What is being asked: Please transcribe each of the entries below line for line, changing nothing.

===== Material provided =====

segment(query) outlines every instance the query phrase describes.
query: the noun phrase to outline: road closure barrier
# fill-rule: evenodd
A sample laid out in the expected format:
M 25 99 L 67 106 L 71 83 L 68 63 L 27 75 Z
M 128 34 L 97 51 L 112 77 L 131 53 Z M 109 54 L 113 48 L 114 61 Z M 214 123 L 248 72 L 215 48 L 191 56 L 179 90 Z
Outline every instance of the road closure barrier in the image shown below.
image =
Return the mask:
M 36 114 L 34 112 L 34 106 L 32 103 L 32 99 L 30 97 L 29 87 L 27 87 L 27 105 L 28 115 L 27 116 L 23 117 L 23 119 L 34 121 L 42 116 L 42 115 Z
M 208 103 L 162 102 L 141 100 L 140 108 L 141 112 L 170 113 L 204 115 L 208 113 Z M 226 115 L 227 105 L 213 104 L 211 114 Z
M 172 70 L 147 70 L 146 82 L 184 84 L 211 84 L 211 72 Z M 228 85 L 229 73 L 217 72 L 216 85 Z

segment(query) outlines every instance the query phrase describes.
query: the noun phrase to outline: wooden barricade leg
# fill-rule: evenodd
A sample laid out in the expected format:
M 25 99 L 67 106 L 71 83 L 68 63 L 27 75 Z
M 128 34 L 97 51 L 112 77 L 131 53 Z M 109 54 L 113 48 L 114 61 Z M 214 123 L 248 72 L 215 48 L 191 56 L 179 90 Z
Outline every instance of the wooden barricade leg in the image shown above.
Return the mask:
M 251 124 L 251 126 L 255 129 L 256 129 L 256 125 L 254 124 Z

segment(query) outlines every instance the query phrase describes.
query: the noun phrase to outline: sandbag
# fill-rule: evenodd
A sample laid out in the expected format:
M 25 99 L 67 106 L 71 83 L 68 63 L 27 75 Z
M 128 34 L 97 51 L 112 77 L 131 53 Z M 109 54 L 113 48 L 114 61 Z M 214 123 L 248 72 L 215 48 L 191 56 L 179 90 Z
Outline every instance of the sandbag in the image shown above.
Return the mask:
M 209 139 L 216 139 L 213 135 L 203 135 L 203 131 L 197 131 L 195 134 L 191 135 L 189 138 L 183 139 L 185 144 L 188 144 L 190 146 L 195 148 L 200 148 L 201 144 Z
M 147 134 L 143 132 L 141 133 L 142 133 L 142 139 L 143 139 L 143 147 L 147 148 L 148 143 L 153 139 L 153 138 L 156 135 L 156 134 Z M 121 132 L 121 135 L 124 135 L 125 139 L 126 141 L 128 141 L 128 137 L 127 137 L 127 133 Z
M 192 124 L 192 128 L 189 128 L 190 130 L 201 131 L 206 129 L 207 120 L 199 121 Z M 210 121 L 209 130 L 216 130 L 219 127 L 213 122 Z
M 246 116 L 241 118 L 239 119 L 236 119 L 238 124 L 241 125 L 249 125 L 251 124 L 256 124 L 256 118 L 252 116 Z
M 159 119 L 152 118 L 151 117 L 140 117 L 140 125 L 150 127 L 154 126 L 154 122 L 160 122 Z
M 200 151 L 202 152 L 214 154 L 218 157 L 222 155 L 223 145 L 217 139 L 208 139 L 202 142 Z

=====

Solution to this task:
segment(query) outlines every instance the query phrase describes.
query: the noun phrase to outline: road closure barrier
# fill-rule: evenodd
A sample laid out in the expected format:
M 25 99 L 67 106 L 71 83 L 68 63 L 27 75 Z
M 128 34 L 97 51 L 112 77 L 131 53 Z M 109 54 L 113 48 L 114 61 Z M 214 123 L 248 72 L 215 48 L 191 56 L 179 90 Z
Outline every instance of the road closure barrier in the image shown below.
image =
Return the mask:
M 36 114 L 34 112 L 34 106 L 32 103 L 32 99 L 30 97 L 29 87 L 27 87 L 27 105 L 28 115 L 27 116 L 23 117 L 23 119 L 34 121 L 42 116 L 42 115 Z
M 208 103 L 162 102 L 141 100 L 140 108 L 141 112 L 170 113 L 204 115 L 208 113 Z M 226 115 L 227 105 L 213 104 L 211 114 Z
M 172 70 L 147 70 L 146 82 L 184 84 L 211 84 L 211 72 Z M 228 85 L 229 73 L 217 72 L 216 85 Z

segment(query) outlines every instance the query phrase describes.
query: the noun phrase to outline: wooden barricade leg
# fill-rule: evenodd
A sample laid out in the expected format:
M 25 99 L 67 106 L 71 83 L 68 63 L 27 75 Z
M 128 34 L 97 51 L 112 77 L 131 53 Z M 109 54 L 113 48 L 114 61 Z M 214 123 L 248 72 L 215 48 L 191 56 L 179 90 Z
Outline every instance of the wooden barricade leg in the image shown above.
Return the mask:
M 251 124 L 251 126 L 255 129 L 256 129 L 256 125 L 254 124 Z

segment(query) outlines every instance the query phrase describes.
query: the noun phrase to outline: sandbag
# fill-rule: evenodd
A sample laid out in the expected format:
M 25 99 L 67 106 L 71 83 L 68 63 L 27 75 Z
M 128 34 L 97 51 L 112 77 L 131 53 Z M 109 54 L 113 48 L 114 61 Z M 214 123 L 248 72 L 215 48 L 191 56 L 179 90 Z
Outline every instance of the sandbag in the image shown above.
Return the mask:
M 209 139 L 216 139 L 213 135 L 203 135 L 203 131 L 197 131 L 195 134 L 191 135 L 189 138 L 183 139 L 185 144 L 188 144 L 190 146 L 195 148 L 200 148 L 201 144 Z
M 147 134 L 143 132 L 141 133 L 142 133 L 142 139 L 143 139 L 143 147 L 147 148 L 148 143 L 153 139 L 153 138 L 156 135 L 156 134 Z M 121 132 L 121 135 L 124 135 L 125 139 L 126 141 L 128 141 L 128 137 L 127 137 L 127 133 Z
M 192 124 L 192 128 L 189 128 L 190 130 L 201 131 L 206 129 L 207 120 L 199 121 Z M 210 121 L 209 130 L 216 130 L 219 127 L 213 122 Z
M 246 116 L 241 118 L 239 119 L 236 119 L 238 124 L 241 125 L 249 125 L 251 124 L 256 124 L 256 118 L 252 116 Z
M 159 119 L 152 118 L 151 117 L 140 117 L 140 125 L 150 127 L 154 126 L 154 122 L 160 122 Z
M 200 151 L 202 152 L 214 154 L 218 157 L 222 155 L 223 145 L 217 139 L 208 139 L 202 142 Z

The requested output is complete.